[What to work on] Copy out each line below that contains the word "before".

(Data for processing Opens)

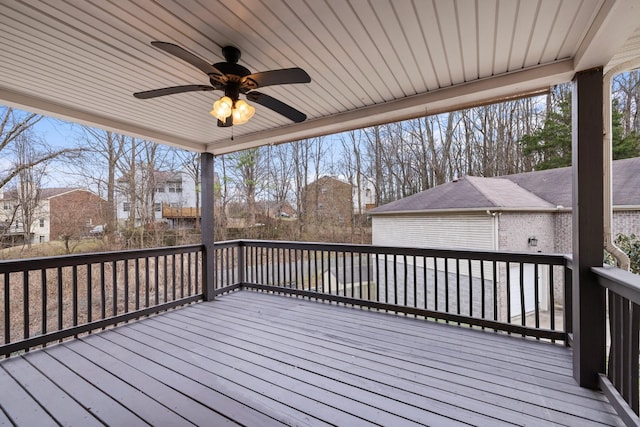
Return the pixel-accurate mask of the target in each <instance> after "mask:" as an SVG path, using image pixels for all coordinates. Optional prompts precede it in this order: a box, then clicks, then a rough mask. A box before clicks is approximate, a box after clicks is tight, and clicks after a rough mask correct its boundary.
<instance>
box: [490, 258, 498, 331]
mask: <svg viewBox="0 0 640 427" xmlns="http://www.w3.org/2000/svg"><path fill="white" fill-rule="evenodd" d="M491 266H492V269H493V320H495V321H497V320H498V263H497V262H496V261H492V262H491Z"/></svg>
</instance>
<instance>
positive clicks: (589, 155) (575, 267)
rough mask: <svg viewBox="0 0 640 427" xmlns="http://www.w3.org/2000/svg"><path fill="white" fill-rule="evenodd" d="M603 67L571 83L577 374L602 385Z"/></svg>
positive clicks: (603, 333) (586, 380) (575, 333)
mask: <svg viewBox="0 0 640 427" xmlns="http://www.w3.org/2000/svg"><path fill="white" fill-rule="evenodd" d="M602 86H603V82H602V68H594V69H590V70H586V71H581V72H578V73H576V75H575V77H574V78H573V89H572V113H571V114H572V168H573V174H572V175H573V220H572V227H573V298H572V300H573V346H574V349H573V377H574V378H575V380H576V381H577V382H578V384H580V386H582V387H588V388H593V389H595V388H598V374H599V373H601V372H605V313H606V312H605V310H606V308H605V292H604V289H603V288H602V287H601V286H600V285H599V284H598V281H597V279H596V276H595V274H593V273H592V272H591V267H594V266H602V263H603V250H604V244H603V237H602V236H603V230H604V225H603V216H604V215H603V213H604V203H603V175H602V174H603V154H602V153H603V150H602V144H603V139H602V135H603V134H602V131H603V122H602V117H603V114H602Z"/></svg>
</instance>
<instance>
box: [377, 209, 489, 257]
mask: <svg viewBox="0 0 640 427" xmlns="http://www.w3.org/2000/svg"><path fill="white" fill-rule="evenodd" d="M493 221H494V218H493V217H492V216H491V215H488V214H486V213H478V214H468V215H464V214H458V215H453V214H448V215H446V216H445V215H425V214H422V215H389V216H386V215H385V216H377V215H376V216H373V220H372V227H373V230H372V231H373V244H374V245H378V246H409V247H416V248H444V249H475V250H493V249H494V248H495V237H494V236H495V232H494V225H493Z"/></svg>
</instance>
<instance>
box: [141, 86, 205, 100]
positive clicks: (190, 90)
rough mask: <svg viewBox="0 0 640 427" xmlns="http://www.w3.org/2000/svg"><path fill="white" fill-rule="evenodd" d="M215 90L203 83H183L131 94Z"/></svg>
mask: <svg viewBox="0 0 640 427" xmlns="http://www.w3.org/2000/svg"><path fill="white" fill-rule="evenodd" d="M209 90H215V88H214V87H213V86H205V85H184V86H172V87H165V88H162V89H153V90H146V91H144V92H136V93H134V94H133V96H135V97H136V98H138V99H149V98H156V97H158V96H165V95H173V94H175V93H183V92H195V91H209Z"/></svg>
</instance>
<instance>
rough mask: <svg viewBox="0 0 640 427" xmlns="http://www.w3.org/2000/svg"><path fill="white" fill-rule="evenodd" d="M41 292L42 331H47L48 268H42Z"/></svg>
mask: <svg viewBox="0 0 640 427" xmlns="http://www.w3.org/2000/svg"><path fill="white" fill-rule="evenodd" d="M40 292H41V294H42V298H41V301H42V306H41V307H42V323H41V326H40V333H41V334H46V333H47V305H48V304H47V269H46V268H43V269H41V270H40Z"/></svg>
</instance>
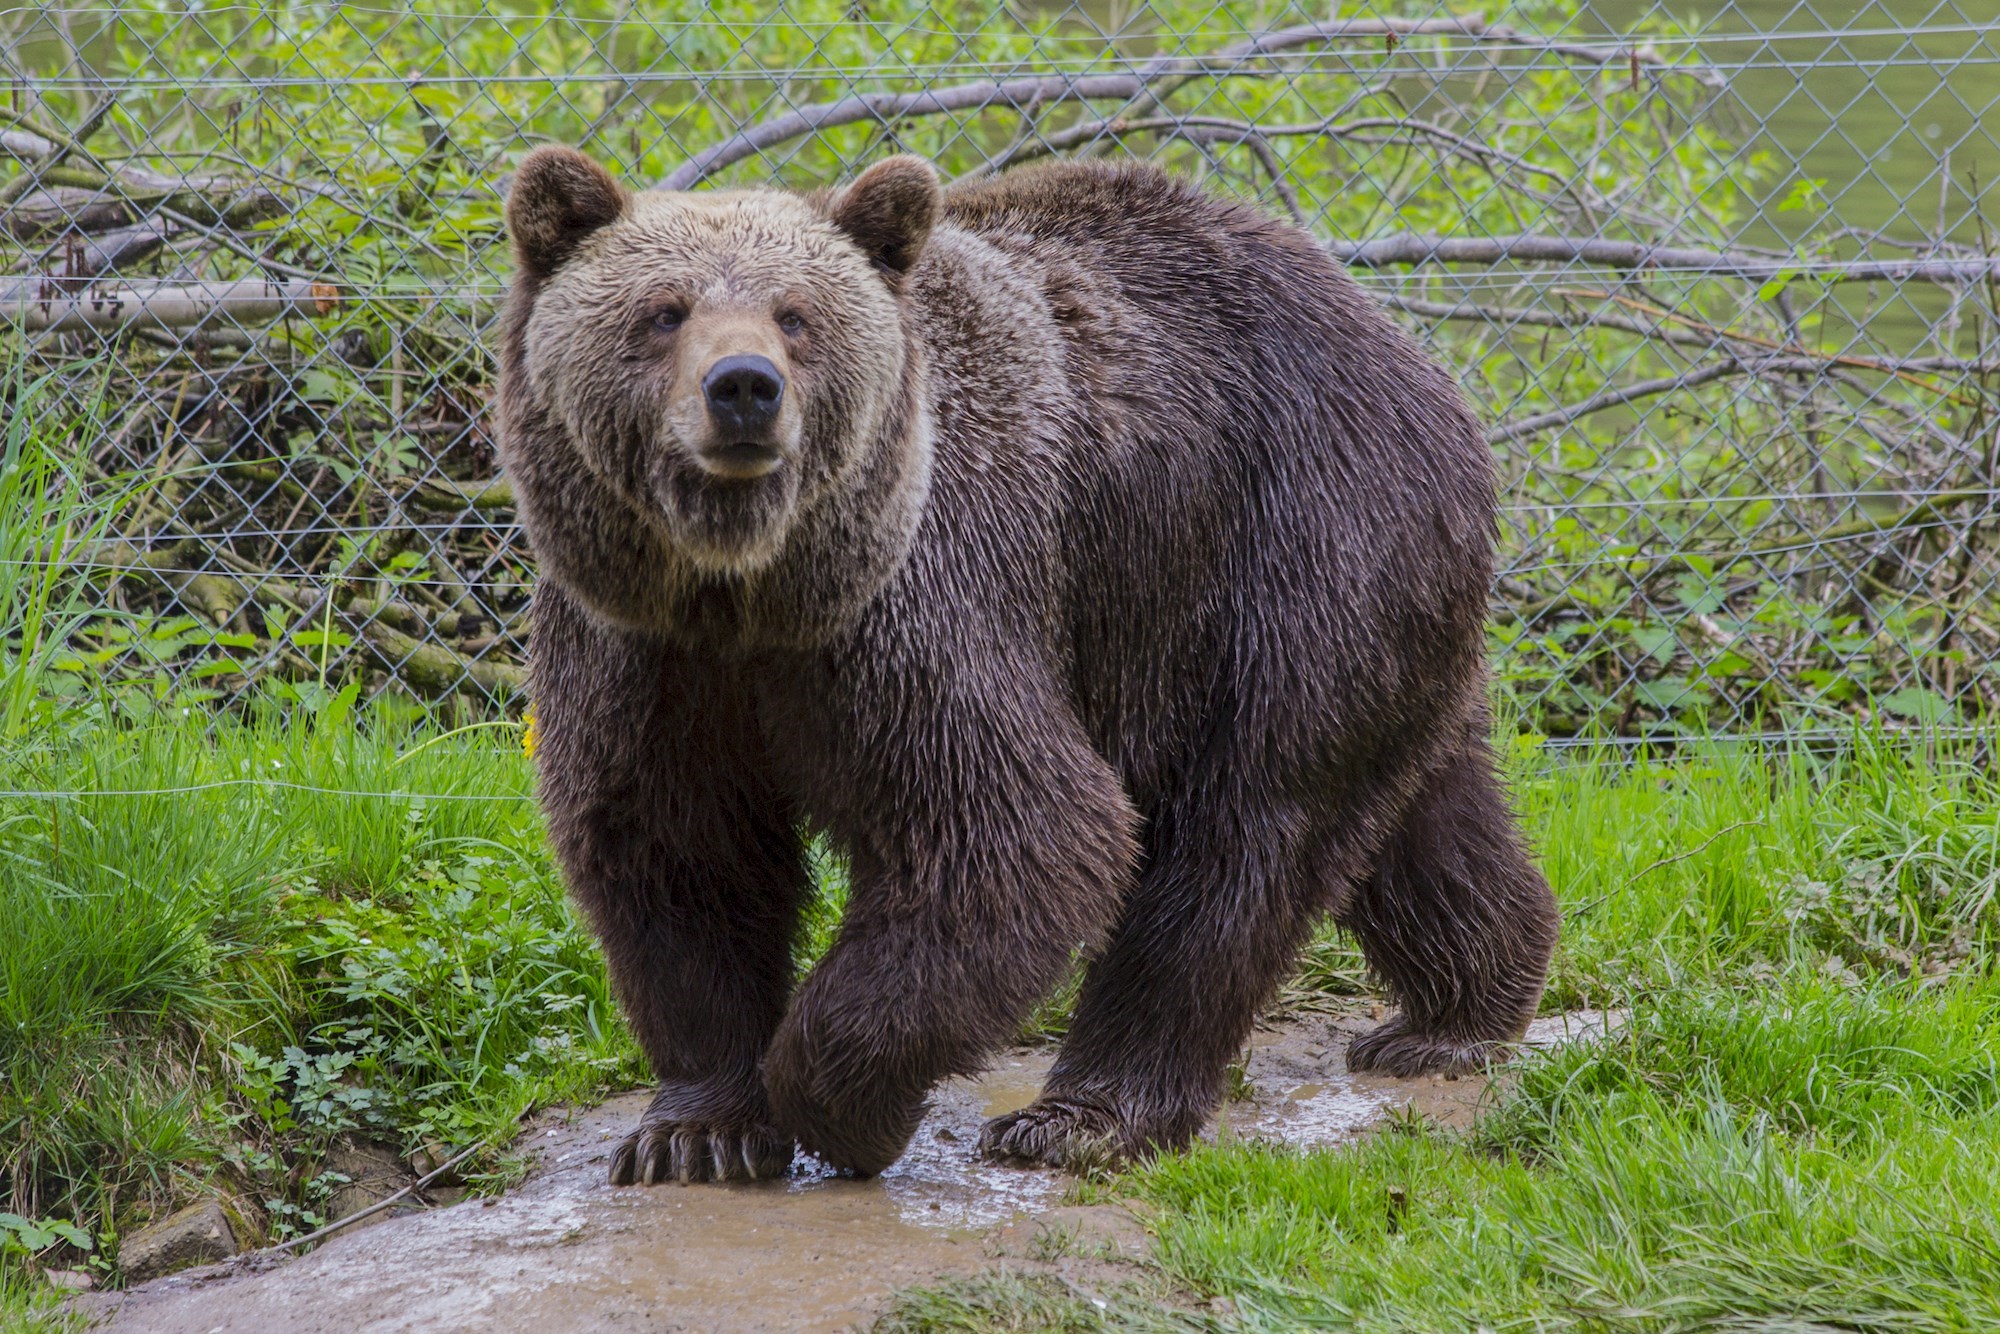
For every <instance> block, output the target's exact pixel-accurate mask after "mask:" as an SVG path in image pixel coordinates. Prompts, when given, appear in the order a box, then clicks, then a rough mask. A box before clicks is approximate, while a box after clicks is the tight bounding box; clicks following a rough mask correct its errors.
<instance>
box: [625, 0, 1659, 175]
mask: <svg viewBox="0 0 2000 1334" xmlns="http://www.w3.org/2000/svg"><path fill="white" fill-rule="evenodd" d="M1422 36H1448V38H1466V40H1470V42H1478V44H1488V46H1512V48H1520V50H1534V52H1546V54H1552V56H1562V58H1566V60H1578V62H1582V64H1596V66H1610V64H1618V66H1626V64H1630V66H1634V68H1636V66H1654V68H1664V66H1666V62H1664V60H1662V58H1660V54H1658V52H1654V50H1650V48H1630V46H1618V44H1598V42H1562V40H1554V38H1542V36H1536V34H1530V32H1520V30H1518V28H1510V26H1504V24H1492V22H1488V20H1486V18H1484V16H1478V14H1466V16H1462V18H1422V20H1410V18H1336V20H1328V22H1322V24H1302V26H1296V28H1278V30H1274V32H1264V34H1258V36H1254V38H1250V40H1246V42H1238V44H1234V46H1224V48H1220V50H1214V52H1208V54H1204V56H1160V58H1156V60H1152V62H1148V64H1146V66H1142V68H1138V70H1134V72H1130V74H1030V76H1022V78H1010V80H982V82H976V84H956V86H952V88H928V90H924V92H864V94H856V96H852V98H840V100H836V102H818V104H814V106H802V108H798V110H792V112H786V114H782V116H774V118H770V120H766V122H762V124H758V126H752V128H748V130H742V132H738V134H734V136H730V138H726V140H722V142H720V144H712V146H710V148H704V150H702V152H698V154H694V156H692V158H688V160H686V162H682V164H680V166H678V168H674V170H672V172H670V174H668V176H666V178H664V180H662V182H660V186H658V188H660V190H688V188H692V186H696V184H700V182H704V180H708V178H710V176H714V174H716V172H720V170H724V168H728V166H734V164H736V162H742V160H746V158H754V156H758V154H762V152H766V150H768V148H776V146H778V144H784V142H788V140H794V138H804V136H806V134H818V132H822V130H834V128H838V126H850V124H862V122H872V124H892V122H896V120H914V118H918V116H948V114H954V112H978V110H990V108H996V106H1000V108H1008V110H1016V112H1036V110H1042V108H1048V106H1056V104H1062V102H1116V100H1122V102H1130V100H1136V98H1150V104H1158V100H1160V98H1164V96H1168V94H1170V92H1172V90H1174V88H1178V86H1182V84H1186V82H1192V80H1198V78H1230V76H1240V74H1246V72H1248V74H1262V72H1264V68H1262V66H1264V64H1266V62H1268V60H1270V58H1272V56H1280V54H1284V52H1294V50H1300V48H1310V46H1324V44H1328V42H1340V40H1344V38H1394V40H1398V42H1406V40H1408V38H1422ZM1690 72H1692V70H1690ZM1162 82H1170V84H1172V86H1170V88H1164V90H1162V88H1154V84H1162Z"/></svg>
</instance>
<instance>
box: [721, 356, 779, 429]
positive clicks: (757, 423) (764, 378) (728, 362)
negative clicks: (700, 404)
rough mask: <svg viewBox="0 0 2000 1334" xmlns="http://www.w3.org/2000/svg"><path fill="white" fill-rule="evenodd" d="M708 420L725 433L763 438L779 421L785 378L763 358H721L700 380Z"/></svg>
mask: <svg viewBox="0 0 2000 1334" xmlns="http://www.w3.org/2000/svg"><path fill="white" fill-rule="evenodd" d="M702 394H706V396H708V416H712V418H716V426H720V428H722V430H726V432H754V434H762V432H764V430H768V428H770V424H772V422H776V420H778V404H782V402H784V376H780V374H778V368H776V366H772V364H770V358H764V356H724V358H722V360H720V362H716V364H714V366H710V368H708V374H706V376H702Z"/></svg>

(Data for processing Closes)

[Answer space]
Return the pixel-accurate mask of the target in each <instance> after "mask:" as an SVG path, using image pixels for all coordinates. Optional prompts precede it in this order: a box, then clicks, then a rough mask. A box before clicks is approximate, a box after clicks is tight, and clicks after a rough mask correct its boundary.
For every <instance> block, output the target's exact pixel-accurate mask after "mask:" as an SVG path in image pixel coordinates. Prompts, when given, appear in the order a box, then clicks, then a rough mask. A box before clicks is approximate, while a box after clicks is the tight bounding box; clicks following a rough mask correct its errors.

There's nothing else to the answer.